PROBLEM DESCRIPTION:
Copy out, word for word, the lines among the items below, starting at the line that contains "If you could indicate the soot-stained" and ending at the line that contains "point(353, 165)", with both of those lines included.

PROVIDED RECORDS:
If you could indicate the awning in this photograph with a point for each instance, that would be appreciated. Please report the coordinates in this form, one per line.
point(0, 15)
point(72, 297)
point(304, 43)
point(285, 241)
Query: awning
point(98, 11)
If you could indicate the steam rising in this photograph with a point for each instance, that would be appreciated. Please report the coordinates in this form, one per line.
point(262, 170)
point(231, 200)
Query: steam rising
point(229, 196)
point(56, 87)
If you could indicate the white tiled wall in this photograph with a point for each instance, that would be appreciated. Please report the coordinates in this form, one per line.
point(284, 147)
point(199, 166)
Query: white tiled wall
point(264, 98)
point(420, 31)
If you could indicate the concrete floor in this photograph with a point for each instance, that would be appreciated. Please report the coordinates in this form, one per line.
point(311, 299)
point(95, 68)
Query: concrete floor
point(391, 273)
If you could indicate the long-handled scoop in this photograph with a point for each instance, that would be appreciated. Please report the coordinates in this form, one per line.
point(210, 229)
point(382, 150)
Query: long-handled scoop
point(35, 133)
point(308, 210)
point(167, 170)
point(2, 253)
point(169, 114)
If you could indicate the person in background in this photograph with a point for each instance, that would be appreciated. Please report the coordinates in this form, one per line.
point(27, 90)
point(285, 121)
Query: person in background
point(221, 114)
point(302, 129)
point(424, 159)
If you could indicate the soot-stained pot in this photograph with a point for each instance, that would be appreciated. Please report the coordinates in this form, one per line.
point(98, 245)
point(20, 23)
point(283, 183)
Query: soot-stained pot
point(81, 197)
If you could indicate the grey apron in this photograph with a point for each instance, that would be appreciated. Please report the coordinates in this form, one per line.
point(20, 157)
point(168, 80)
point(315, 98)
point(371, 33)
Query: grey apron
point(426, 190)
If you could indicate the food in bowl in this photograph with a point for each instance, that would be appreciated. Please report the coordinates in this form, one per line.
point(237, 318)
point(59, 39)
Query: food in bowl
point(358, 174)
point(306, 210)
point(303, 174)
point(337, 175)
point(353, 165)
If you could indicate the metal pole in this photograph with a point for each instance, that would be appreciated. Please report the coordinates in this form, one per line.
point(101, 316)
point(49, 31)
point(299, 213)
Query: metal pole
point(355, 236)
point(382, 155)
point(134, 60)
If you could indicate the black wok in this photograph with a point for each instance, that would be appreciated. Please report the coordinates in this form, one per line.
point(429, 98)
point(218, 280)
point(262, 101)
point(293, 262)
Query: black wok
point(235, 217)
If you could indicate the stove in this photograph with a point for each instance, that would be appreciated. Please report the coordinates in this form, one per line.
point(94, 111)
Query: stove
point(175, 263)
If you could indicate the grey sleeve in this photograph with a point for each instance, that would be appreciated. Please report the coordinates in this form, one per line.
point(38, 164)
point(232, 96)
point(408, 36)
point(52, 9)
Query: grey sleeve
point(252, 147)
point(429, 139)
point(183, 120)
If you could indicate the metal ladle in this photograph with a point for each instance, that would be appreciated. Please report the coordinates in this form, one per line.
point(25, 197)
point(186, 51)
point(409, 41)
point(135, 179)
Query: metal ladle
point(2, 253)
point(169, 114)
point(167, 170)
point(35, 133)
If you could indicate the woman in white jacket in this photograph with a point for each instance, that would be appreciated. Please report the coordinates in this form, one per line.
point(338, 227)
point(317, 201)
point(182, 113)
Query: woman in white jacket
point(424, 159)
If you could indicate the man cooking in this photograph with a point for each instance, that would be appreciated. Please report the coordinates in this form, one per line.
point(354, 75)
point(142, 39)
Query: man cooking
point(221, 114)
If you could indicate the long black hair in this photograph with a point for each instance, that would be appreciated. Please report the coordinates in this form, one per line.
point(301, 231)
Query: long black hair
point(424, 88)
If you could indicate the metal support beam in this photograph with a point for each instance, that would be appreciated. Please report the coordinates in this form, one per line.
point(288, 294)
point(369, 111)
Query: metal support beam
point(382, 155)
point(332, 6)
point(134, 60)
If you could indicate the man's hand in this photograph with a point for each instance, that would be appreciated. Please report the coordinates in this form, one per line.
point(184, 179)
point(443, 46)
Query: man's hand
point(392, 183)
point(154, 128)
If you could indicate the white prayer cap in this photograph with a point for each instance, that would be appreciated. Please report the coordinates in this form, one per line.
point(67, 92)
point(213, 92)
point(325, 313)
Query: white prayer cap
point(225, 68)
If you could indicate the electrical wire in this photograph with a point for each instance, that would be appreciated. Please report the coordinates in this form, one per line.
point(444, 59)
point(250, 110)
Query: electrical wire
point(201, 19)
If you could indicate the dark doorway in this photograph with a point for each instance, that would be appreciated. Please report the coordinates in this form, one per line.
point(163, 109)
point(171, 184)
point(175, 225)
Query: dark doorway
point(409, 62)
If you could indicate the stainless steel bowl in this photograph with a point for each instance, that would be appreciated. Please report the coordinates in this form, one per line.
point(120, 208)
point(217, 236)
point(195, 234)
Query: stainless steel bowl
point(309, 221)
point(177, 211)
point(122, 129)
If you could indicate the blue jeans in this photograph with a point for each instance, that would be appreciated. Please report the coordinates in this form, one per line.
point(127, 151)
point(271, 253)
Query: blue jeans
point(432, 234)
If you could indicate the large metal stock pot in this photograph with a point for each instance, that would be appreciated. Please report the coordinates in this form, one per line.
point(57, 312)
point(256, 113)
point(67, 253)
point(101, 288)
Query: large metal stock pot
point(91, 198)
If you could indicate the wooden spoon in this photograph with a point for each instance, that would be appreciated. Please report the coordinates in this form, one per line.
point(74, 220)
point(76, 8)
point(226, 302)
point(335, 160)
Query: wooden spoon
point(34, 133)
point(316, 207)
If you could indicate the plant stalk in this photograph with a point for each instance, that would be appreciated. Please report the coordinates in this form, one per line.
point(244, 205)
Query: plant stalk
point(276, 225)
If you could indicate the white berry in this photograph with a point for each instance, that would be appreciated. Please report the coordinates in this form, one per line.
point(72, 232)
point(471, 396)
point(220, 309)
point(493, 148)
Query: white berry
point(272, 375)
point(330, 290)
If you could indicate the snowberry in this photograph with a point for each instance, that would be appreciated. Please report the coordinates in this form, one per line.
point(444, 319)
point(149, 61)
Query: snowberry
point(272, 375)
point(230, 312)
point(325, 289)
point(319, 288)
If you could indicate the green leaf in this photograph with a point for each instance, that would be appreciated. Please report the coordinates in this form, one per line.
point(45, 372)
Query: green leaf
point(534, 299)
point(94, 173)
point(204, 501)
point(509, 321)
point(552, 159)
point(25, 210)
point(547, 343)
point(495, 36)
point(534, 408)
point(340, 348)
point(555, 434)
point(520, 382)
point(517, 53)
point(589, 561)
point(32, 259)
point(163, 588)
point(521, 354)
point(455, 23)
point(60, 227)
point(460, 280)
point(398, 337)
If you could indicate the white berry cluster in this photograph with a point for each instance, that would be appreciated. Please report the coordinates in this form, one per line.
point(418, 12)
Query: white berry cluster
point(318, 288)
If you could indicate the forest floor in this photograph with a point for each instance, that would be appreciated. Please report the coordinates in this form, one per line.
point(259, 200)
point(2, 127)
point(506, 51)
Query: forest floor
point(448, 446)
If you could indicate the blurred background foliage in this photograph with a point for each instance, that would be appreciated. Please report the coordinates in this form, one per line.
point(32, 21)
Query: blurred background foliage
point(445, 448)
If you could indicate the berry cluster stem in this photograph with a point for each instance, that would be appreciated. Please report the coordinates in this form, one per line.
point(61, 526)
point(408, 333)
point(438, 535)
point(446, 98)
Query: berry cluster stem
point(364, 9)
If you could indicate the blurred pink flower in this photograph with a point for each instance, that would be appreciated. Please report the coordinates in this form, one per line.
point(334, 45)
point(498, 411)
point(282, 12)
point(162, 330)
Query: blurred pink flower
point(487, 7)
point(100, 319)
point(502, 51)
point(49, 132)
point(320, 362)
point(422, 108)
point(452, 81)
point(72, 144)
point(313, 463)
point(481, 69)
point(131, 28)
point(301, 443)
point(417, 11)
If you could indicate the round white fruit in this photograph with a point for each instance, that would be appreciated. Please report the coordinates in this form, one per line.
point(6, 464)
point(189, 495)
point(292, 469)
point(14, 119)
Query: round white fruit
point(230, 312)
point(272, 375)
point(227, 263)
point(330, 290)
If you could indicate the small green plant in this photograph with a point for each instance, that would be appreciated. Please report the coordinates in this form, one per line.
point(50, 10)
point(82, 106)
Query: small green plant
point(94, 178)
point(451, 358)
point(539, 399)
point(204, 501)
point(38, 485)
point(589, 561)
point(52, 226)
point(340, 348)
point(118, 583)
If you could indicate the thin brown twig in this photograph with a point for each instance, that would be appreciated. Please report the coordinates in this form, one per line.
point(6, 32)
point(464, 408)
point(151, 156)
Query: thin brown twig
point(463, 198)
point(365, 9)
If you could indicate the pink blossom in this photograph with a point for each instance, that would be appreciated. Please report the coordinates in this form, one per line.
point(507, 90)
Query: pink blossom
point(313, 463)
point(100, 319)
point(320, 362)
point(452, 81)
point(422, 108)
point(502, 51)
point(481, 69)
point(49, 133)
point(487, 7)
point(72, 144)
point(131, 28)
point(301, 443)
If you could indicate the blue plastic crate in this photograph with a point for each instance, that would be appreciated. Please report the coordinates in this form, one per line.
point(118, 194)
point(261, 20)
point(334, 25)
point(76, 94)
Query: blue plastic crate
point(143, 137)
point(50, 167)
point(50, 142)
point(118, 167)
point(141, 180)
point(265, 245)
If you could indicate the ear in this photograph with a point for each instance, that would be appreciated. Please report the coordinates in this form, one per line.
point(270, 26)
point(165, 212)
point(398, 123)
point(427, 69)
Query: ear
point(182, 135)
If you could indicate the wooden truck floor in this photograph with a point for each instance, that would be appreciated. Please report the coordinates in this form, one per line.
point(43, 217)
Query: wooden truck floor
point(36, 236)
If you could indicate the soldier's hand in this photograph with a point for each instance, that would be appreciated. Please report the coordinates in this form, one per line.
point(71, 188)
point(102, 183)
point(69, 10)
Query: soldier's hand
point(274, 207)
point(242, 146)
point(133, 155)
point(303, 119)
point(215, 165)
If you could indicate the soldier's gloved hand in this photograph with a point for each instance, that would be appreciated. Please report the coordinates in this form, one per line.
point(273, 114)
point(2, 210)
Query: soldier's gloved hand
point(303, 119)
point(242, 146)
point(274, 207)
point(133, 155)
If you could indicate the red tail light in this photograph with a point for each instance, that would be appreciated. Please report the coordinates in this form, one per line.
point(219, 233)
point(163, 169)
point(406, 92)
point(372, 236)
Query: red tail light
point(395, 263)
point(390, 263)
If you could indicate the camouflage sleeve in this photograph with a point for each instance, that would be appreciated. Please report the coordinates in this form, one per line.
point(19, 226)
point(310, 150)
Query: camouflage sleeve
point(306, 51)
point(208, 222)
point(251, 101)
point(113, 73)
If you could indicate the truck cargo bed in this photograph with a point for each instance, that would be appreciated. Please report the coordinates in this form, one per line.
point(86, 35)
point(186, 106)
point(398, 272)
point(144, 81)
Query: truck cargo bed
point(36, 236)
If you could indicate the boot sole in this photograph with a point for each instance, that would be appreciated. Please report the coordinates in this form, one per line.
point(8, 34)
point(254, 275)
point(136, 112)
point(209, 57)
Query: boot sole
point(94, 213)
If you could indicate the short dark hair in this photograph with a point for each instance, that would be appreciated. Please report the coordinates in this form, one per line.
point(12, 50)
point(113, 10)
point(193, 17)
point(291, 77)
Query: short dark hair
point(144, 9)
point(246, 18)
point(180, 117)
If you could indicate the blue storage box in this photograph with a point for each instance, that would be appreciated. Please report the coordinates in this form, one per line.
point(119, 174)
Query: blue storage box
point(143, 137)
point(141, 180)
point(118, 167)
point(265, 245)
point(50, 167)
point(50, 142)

ANSWER TO THE TASK:
If you could indicate the soot-stained pot in this photograph with a point for each instance, that would be appreciated. Please report the coordinates in this form, one per line.
point(98, 245)
point(20, 23)
point(283, 183)
Query: soot-stained pot
point(81, 197)
If you could indicate the grey apron in this photograph with a point for each instance, that would be appreciated. Please report the coordinates in this form, one per line.
point(20, 157)
point(168, 80)
point(315, 98)
point(371, 33)
Query: grey apron
point(426, 190)
If you could indicate the food in bowl in this photograph with a point for each instance, that would be appreciated. Please report the coordinates in this form, one per line.
point(237, 318)
point(59, 39)
Query: food in bowl
point(358, 174)
point(306, 210)
point(303, 174)
point(337, 175)
point(353, 165)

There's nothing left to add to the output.